# Extracted entries:
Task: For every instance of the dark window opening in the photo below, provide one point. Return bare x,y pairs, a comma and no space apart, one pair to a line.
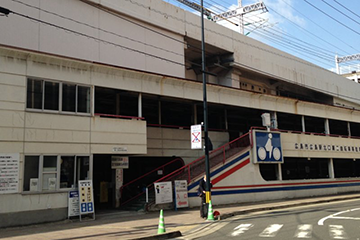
302,168
115,102
338,127
289,121
315,125
344,168
34,94
69,97
269,171
355,129
51,97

# Assigned task:
Any images must be left out; transcribe the rest of the material exactly.

# Task answer:
Task: For every instance of the dark window opening in the photo below, provide one point. Return bare x,y pairs, a comma and no space apart, one pair to a line.
302,168
115,102
338,127
289,121
315,125
344,168
34,94
69,97
269,171
355,129
51,97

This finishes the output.